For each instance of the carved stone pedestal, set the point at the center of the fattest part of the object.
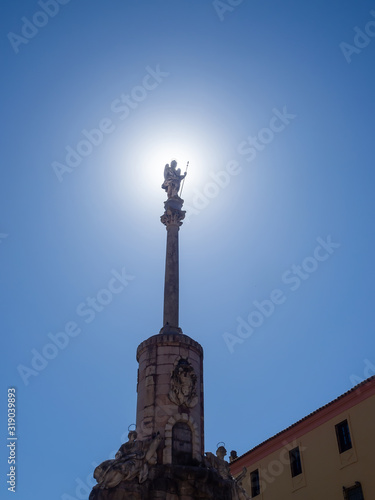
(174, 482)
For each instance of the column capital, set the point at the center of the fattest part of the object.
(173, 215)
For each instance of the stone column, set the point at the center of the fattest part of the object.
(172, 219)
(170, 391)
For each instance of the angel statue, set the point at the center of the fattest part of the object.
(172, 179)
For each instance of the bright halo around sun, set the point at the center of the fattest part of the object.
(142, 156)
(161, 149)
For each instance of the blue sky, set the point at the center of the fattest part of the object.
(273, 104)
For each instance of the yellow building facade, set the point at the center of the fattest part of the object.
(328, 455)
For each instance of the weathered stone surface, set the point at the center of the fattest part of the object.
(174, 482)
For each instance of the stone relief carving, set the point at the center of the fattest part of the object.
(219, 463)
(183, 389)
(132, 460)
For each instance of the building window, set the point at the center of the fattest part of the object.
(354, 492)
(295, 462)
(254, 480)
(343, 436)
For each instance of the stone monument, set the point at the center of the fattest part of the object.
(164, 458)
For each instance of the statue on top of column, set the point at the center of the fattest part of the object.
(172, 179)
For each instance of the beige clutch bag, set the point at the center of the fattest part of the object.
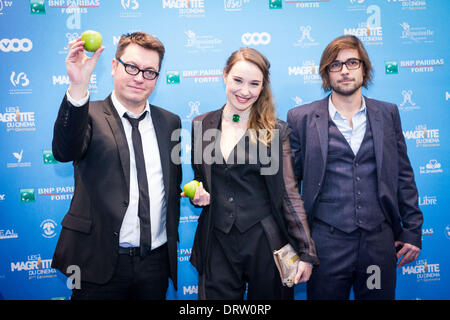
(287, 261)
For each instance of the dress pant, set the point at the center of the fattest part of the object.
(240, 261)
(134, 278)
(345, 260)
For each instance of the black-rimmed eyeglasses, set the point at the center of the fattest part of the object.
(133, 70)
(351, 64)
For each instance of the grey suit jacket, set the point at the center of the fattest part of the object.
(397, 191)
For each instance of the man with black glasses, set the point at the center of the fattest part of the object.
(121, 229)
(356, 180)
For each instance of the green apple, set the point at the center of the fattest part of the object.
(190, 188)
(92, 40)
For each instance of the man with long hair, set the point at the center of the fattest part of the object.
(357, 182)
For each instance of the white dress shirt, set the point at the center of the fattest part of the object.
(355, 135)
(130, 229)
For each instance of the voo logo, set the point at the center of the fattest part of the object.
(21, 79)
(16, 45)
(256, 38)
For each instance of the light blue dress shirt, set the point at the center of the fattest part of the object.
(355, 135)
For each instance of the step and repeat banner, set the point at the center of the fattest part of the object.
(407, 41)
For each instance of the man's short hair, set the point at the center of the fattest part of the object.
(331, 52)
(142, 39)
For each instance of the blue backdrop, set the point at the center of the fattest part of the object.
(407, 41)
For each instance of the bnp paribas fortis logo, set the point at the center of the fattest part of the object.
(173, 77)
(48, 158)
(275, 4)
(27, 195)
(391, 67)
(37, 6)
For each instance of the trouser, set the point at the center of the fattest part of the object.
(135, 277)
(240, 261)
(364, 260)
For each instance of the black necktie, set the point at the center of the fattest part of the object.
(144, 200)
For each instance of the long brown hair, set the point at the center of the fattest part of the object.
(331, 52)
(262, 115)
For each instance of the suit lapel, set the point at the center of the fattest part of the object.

...

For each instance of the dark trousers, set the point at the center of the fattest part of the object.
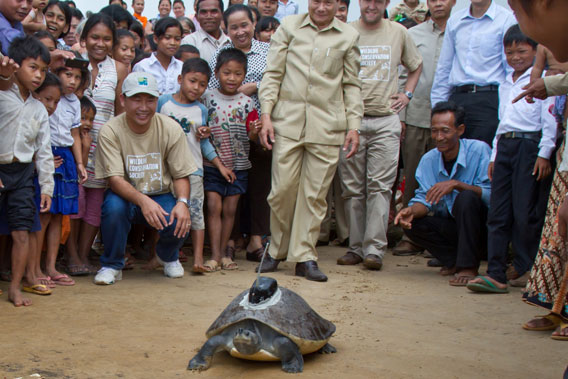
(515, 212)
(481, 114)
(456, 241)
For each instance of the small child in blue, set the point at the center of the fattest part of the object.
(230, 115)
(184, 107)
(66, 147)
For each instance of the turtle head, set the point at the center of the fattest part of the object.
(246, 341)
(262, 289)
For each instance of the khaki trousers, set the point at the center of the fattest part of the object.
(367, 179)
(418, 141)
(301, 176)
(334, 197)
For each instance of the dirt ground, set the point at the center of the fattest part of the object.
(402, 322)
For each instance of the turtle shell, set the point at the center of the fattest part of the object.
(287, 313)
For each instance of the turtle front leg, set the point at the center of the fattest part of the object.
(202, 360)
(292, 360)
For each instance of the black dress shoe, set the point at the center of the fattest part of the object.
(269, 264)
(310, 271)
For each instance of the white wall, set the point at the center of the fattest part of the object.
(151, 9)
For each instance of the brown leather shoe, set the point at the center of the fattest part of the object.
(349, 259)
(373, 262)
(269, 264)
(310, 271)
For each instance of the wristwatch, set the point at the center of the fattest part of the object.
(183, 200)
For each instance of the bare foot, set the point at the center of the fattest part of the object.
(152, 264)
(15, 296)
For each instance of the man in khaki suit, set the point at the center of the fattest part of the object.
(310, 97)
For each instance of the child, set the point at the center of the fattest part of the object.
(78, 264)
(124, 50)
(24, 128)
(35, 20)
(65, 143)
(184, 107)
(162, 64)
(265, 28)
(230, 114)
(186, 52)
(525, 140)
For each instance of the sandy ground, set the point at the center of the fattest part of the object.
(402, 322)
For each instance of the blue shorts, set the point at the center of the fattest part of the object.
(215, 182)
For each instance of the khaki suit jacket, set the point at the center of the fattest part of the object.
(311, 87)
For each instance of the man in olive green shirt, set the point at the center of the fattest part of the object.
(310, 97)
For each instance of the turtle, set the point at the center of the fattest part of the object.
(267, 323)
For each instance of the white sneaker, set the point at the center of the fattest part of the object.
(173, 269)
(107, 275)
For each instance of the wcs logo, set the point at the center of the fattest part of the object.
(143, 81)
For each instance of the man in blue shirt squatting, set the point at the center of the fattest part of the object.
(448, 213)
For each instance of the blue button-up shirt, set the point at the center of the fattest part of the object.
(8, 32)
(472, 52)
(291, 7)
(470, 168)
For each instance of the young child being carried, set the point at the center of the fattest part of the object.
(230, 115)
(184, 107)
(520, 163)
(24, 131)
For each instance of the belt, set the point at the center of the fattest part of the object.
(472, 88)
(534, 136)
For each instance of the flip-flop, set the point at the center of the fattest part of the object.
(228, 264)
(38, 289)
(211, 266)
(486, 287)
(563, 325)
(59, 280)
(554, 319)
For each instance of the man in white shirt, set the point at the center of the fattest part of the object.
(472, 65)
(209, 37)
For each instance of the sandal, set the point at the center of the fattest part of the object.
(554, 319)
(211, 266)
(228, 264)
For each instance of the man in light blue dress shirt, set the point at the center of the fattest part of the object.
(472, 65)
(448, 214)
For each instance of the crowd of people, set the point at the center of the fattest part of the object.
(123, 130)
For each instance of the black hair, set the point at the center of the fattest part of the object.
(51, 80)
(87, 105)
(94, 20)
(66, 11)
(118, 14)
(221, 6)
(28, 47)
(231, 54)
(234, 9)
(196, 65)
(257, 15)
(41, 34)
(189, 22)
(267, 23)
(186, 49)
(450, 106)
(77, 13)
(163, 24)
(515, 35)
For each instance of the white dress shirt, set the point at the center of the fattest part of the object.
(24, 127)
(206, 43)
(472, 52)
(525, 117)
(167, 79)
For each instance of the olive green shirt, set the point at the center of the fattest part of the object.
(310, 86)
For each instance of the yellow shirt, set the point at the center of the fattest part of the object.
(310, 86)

* * *

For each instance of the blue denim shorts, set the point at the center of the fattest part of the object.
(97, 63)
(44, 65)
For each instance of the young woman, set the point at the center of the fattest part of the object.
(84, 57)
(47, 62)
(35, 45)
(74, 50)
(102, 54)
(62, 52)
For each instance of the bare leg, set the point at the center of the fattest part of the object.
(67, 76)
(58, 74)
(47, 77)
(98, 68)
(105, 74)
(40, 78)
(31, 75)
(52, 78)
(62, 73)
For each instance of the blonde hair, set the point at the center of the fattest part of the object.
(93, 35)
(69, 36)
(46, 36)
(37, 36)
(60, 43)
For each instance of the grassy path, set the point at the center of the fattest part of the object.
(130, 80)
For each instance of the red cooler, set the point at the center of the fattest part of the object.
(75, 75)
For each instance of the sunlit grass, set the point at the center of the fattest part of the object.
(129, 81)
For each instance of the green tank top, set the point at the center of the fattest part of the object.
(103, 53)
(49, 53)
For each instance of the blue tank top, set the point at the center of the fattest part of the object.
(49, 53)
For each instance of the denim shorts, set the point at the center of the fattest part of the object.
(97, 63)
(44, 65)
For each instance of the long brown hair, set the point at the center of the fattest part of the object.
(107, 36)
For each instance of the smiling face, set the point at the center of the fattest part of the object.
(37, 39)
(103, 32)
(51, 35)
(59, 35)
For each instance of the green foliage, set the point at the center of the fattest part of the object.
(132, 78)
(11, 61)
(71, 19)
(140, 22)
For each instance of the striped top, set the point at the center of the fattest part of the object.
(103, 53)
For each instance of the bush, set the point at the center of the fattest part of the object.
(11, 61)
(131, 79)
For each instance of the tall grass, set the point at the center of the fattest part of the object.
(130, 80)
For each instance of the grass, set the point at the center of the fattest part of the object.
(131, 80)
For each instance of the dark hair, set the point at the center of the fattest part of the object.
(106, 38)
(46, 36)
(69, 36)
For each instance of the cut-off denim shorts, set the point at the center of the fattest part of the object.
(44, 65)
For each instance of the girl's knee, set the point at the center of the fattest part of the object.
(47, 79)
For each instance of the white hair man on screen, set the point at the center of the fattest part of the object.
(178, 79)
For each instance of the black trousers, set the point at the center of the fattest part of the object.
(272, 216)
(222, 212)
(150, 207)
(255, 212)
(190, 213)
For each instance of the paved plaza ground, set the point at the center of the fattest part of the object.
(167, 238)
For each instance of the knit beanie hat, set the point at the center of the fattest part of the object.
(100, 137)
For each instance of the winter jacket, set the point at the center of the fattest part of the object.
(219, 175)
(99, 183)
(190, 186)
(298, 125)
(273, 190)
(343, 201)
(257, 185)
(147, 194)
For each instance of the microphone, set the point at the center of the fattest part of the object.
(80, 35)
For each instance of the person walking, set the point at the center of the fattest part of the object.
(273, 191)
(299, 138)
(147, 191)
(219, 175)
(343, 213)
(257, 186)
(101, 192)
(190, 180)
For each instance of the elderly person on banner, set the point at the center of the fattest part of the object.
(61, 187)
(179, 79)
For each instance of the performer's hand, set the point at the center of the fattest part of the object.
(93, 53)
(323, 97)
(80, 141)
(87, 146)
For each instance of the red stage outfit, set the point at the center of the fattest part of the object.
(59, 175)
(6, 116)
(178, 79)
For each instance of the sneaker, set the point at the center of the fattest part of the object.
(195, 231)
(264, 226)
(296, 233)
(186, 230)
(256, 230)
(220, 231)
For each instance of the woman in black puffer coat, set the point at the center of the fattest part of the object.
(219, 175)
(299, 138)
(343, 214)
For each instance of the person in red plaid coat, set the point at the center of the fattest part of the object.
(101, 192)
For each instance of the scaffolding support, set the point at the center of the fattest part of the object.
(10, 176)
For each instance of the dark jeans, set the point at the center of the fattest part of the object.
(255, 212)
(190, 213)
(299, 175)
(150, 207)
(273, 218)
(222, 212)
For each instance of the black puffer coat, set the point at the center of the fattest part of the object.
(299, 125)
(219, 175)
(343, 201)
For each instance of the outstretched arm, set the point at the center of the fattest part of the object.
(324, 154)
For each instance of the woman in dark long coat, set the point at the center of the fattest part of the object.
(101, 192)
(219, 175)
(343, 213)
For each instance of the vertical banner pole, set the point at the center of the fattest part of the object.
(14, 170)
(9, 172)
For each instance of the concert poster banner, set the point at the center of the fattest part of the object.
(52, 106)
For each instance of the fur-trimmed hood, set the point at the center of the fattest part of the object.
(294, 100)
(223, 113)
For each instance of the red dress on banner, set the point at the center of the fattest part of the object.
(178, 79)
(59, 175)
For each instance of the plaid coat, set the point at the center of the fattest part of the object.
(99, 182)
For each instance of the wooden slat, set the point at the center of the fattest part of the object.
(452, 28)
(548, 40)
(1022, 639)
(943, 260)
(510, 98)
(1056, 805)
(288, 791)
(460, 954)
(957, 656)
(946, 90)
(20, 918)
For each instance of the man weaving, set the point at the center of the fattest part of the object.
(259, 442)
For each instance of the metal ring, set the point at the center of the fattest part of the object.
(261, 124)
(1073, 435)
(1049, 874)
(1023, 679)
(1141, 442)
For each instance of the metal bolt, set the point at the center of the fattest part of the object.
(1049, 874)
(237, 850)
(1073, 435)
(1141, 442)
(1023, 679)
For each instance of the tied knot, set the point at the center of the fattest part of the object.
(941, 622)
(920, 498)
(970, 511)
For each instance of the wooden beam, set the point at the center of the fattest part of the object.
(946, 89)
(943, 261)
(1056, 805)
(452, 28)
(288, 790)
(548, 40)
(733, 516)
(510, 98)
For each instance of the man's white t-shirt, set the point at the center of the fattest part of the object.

:: Exercise description ::
Pick out and copy every line in the entries above that contains the string "shoe". Capital and small letters must match.

:: Solution for this problem ::
For each instance of the black dress shoe, set the point at the center of the fattest part of the object.
For each instance of the brown leather shoe, set the point at the center of the fattest part of the object.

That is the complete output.